### Problem description
Update the records from the line containing "query: the noun phrase to segment: **red" through the end of the records by changing "scarf" to "shawl", and leave everything else in those lines as it is. Return only those lines.

Start of Records for the exercise

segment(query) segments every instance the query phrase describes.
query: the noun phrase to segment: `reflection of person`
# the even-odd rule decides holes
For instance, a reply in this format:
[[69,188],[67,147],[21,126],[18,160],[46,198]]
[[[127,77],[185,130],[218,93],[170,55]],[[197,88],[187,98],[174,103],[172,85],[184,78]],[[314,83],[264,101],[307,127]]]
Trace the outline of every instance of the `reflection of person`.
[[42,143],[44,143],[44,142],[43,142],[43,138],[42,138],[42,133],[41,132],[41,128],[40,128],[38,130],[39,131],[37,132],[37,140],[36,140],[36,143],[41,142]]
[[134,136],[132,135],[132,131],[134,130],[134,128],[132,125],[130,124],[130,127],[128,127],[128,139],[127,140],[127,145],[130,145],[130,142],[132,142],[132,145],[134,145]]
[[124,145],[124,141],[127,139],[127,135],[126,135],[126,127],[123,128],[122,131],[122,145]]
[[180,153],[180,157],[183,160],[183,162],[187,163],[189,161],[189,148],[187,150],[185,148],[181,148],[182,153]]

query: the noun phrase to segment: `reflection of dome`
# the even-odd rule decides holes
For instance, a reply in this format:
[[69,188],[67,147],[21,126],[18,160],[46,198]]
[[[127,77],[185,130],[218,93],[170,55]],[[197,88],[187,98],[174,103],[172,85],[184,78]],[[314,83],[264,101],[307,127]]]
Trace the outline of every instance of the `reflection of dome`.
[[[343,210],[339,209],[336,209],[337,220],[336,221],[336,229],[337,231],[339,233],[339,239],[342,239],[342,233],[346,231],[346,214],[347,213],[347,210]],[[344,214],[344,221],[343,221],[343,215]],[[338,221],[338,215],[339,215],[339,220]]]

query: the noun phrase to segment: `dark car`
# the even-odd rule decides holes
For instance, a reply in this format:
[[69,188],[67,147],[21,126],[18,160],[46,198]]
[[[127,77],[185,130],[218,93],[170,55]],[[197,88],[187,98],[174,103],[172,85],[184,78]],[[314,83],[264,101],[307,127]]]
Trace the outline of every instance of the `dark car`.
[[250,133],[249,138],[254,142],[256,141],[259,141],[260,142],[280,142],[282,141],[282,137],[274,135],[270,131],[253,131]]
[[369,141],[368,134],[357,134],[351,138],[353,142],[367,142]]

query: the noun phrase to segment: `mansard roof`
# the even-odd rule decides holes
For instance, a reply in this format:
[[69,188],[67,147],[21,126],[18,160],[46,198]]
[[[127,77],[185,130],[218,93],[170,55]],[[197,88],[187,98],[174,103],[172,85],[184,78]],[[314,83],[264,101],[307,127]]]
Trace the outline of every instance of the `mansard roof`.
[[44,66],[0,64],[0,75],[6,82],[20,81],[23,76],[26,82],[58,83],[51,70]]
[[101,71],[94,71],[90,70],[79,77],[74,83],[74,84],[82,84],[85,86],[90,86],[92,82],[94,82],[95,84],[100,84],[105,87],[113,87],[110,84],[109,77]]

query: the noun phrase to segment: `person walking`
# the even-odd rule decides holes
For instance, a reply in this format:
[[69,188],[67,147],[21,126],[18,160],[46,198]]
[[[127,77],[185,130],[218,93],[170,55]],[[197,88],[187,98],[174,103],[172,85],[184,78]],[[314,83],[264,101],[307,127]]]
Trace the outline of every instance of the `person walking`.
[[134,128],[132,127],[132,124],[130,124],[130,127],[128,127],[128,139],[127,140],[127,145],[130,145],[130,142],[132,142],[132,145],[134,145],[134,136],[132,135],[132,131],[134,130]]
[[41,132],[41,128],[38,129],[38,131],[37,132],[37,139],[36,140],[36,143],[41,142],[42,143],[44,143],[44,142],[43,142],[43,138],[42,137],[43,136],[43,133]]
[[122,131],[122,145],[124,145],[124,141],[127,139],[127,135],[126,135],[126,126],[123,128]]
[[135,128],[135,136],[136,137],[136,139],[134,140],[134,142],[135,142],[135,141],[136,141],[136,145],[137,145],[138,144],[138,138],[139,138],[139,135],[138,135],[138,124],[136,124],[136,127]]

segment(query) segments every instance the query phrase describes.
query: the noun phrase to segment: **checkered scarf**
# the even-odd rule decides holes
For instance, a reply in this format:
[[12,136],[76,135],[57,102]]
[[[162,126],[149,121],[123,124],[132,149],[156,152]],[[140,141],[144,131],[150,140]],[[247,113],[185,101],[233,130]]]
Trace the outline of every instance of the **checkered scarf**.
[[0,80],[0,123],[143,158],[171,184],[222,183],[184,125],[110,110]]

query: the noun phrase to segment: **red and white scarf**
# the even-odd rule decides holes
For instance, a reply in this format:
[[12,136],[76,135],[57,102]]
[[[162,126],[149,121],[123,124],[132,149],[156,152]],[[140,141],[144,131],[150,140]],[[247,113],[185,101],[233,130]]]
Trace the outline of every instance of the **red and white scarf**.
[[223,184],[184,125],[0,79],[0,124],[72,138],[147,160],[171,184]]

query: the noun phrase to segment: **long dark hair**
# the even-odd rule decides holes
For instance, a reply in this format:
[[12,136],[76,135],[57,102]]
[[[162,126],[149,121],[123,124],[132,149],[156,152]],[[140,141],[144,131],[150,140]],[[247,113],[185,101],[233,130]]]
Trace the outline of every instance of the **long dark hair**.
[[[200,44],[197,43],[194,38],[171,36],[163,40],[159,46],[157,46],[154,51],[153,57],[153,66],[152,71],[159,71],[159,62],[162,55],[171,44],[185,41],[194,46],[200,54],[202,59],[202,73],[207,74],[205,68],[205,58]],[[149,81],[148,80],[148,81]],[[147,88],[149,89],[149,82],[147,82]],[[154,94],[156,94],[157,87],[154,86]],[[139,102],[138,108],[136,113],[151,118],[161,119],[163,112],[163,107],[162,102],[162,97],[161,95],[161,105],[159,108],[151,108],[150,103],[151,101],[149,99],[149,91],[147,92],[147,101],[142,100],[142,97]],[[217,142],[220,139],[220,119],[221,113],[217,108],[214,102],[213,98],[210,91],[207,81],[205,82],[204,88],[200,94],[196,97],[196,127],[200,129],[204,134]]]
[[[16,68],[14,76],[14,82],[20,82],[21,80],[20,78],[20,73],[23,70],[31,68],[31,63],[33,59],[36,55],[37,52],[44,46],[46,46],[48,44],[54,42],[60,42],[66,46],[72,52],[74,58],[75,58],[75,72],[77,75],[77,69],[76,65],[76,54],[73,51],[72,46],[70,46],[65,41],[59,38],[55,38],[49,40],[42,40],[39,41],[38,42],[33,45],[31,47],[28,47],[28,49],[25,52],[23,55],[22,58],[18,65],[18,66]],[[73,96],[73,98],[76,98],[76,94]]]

End of Records for the exercise

### Solution to this exercise
query: the noun phrase to segment: **red and white shawl**
# the even-odd rule decides holes
For instance, a reply in this format:
[[12,136],[76,135],[57,102]]
[[[162,126],[149,121],[123,124],[132,149],[156,152]],[[140,141],[144,131],[150,140]],[[247,113],[185,101],[233,130]]]
Trace the outline of every instance of the **red and white shawl**.
[[223,184],[184,125],[0,79],[0,124],[72,138],[147,160],[171,184]]

query: the noun phrase to segment: **long dark hair**
# the even-odd rule decides holes
For instance, a reply in this format:
[[12,136],[76,135],[57,102]]
[[[162,126],[149,121],[123,124],[132,149],[156,152]],[[140,141],[144,131],[150,140]],[[247,113],[185,101],[233,130]]]
Trace the outline of every instance of the **long dark hair**.
[[[200,44],[197,43],[194,38],[171,36],[163,40],[159,46],[157,46],[154,51],[153,57],[153,66],[152,71],[159,71],[159,62],[162,55],[171,44],[185,41],[194,46],[200,54],[202,59],[202,73],[207,74],[205,68],[205,58]],[[149,81],[148,80],[148,81]],[[147,88],[149,89],[149,82],[147,82]],[[154,94],[156,94],[157,87],[154,86]],[[139,102],[138,108],[136,113],[151,118],[161,119],[163,112],[163,107],[162,102],[162,97],[161,95],[161,105],[159,108],[151,108],[150,103],[151,101],[149,99],[149,91],[147,92],[147,101],[142,100],[142,97]],[[217,142],[220,139],[220,119],[221,113],[217,108],[214,102],[213,98],[210,91],[207,81],[205,82],[204,88],[200,94],[196,97],[196,127],[200,129],[204,134]]]
[[[16,68],[14,76],[14,82],[20,82],[21,80],[20,78],[20,73],[23,70],[31,68],[31,63],[33,59],[36,55],[37,52],[44,46],[46,46],[48,44],[54,42],[60,42],[66,46],[72,52],[74,58],[75,58],[75,72],[77,75],[77,69],[76,65],[76,54],[73,51],[72,46],[70,46],[65,41],[59,38],[55,38],[49,40],[42,40],[39,41],[38,42],[33,45],[31,47],[28,47],[28,49],[25,52],[23,55],[22,58],[18,65],[18,66]],[[73,96],[73,98],[76,98],[76,94]]]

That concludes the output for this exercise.